══ EXCERPTED PASSAGE ══

Steel industry enters 2021 on upward trajectory

Despite the stubbornness of COVID-19, vaccines and infrastructure spending are creating optimism in the steel sector.

arcelormittal steel bucket
Steel output has returned to pre-pandemic levels, placing upward pressure on ferrous scrap prices.
Photo courtesy of ArcelorMittal.

Several statistical measures point to global steel production levels entering 2021 with positive momentum as national economies rebound from declines in activity caused by COVID-19. Correlating upward price pressure on ferrous scrap has been plain to see.

As new 2021 calendars were placed on walls and desks, vaccination programs got underway in nations around the world. Securities and commodities buyers and speculators largely took this as a positive signal, placing upward price pressure on nearly every kind of metal.

In the steel sector, the combination of a return of economic activity—even in places where COVID-19 was still part of the fabric of life—and government infrastructure spending have caused mill output to reach pre-COVID-19 levels in many parts of the world.

Figures from the Brussels-based World Steel Association (Worldsteel) for November 2020 steel production portray a world where the output of most nations had reached or surpassed prepandemic levels.

Among the nations that raced past their November 2019 steel output levels were China, Turkey, India and the combined European Union market region.

Another example of the steelmaking revival is in Latin America, where steel output in Brazil and Mexico (the region’s largest producers) have returned to prepandemic levels. Latin America also provides an example, along with China and India, of places where infrastructure spending has helped prompt the rebound.

For scrap recyclers, the impacts of a return to prepandemic steel output are clear to see. In the United States, November scrap price increases were followed by an $80 per ton average price rise. Recyclers in the U.S. pointed to slowly rising domestic demand and steady-to-surging export demand.

Adding more price pressure could be the return of Chinese steelmakers to the global ferrous scrap market. Five People’s Republic of China government agencies have issued a memo signing off on standards and procedures allowing a dozen grades of imported ferrous scrap to be relabeled from “waste” to “resource” and cleared at ports.

The returning acceptance of scrap imports ties into the growth of state-owned steelmakers adding electric arc furnace (EAF) steel capacity. As one example, Reuters reported Jan. 5 that a subsidiary of Baowu Steel—among China’s largest steelmakers—has started up a 2.8 million metric tons per year EAF mill in Anhui Province, China.

“Many feel it may be the top of the market because they are in disbelief, yet some fundamentals support even higher numbers,” veteran trader Nathan Fruchter of New York-based Idoru Trading told Recycling Today in mid-December 2020. “We are going into winter, where tonnage can sometimes tighten up and transport can be hampered by cold weather. This affects U.S. and EU ports, but Baltic and Black Sea supplies even more. Steel demand is also back with a vengeance, so at least those prices seem to be in sync with scrap.”

═══
══ EXTRACTED DATA ══

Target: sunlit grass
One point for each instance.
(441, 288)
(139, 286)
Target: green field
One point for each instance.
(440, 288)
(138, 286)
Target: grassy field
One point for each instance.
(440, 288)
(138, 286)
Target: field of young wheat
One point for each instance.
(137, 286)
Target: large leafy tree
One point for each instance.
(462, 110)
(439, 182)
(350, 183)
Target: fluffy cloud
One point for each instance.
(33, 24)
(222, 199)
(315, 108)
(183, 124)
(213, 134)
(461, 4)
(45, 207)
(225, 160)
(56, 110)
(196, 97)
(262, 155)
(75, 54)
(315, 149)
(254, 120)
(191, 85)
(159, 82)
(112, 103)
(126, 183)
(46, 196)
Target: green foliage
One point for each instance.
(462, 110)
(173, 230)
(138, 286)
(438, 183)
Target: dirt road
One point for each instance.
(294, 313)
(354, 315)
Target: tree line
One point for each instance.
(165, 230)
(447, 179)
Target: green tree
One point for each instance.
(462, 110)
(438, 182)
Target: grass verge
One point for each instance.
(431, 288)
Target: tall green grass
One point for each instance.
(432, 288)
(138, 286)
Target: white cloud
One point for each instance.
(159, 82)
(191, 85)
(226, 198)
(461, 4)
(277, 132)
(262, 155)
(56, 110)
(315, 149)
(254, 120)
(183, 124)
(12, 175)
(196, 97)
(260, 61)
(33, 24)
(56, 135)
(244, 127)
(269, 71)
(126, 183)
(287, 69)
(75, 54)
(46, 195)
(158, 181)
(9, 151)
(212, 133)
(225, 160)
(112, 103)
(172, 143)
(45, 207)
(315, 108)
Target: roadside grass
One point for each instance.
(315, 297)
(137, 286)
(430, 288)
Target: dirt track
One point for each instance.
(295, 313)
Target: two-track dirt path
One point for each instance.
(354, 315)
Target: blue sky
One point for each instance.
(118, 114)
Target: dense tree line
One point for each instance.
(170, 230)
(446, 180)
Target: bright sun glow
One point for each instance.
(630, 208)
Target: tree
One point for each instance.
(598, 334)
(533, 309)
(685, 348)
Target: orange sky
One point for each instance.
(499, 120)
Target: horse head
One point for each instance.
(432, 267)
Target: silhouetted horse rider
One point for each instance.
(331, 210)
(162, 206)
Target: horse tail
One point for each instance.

═══

TASK INSTRUCTIONS:
[1] In the steel industry article, how large is the EAF mill started by a Baowu Steel subsidiary, and where is it?
[2] Decide whether each statement agrees with the steel industry article. Answer yes or no for each and quote the deciding words.
(a) Brazil and Mexico are the largest steel producers in Latin America.
(b) Chinese government agencies approved the relabeling of a dozen grades of imported ferrous scrap.
(c) Fruchter said cold weather affects U.S. and EU ports more than Baltic and Black Sea supplies.

SOLUTIONS FOR EACH TASK:
[1] It produces 2.8 million metric tons per year and is in Anhui Province, China.

[2]
(a) Yes: "steel output in Brazil and Mexico (the region’s largest producers) have returned to prepandemic levels."
(b) Yes: "allowing a dozen grades of imported ferrous scrap to be relabeled from “waste” to “resource” and cleared at ports."
(c) No: "This affects U.S. and EU ports, but Baltic and Black Sea supplies even more."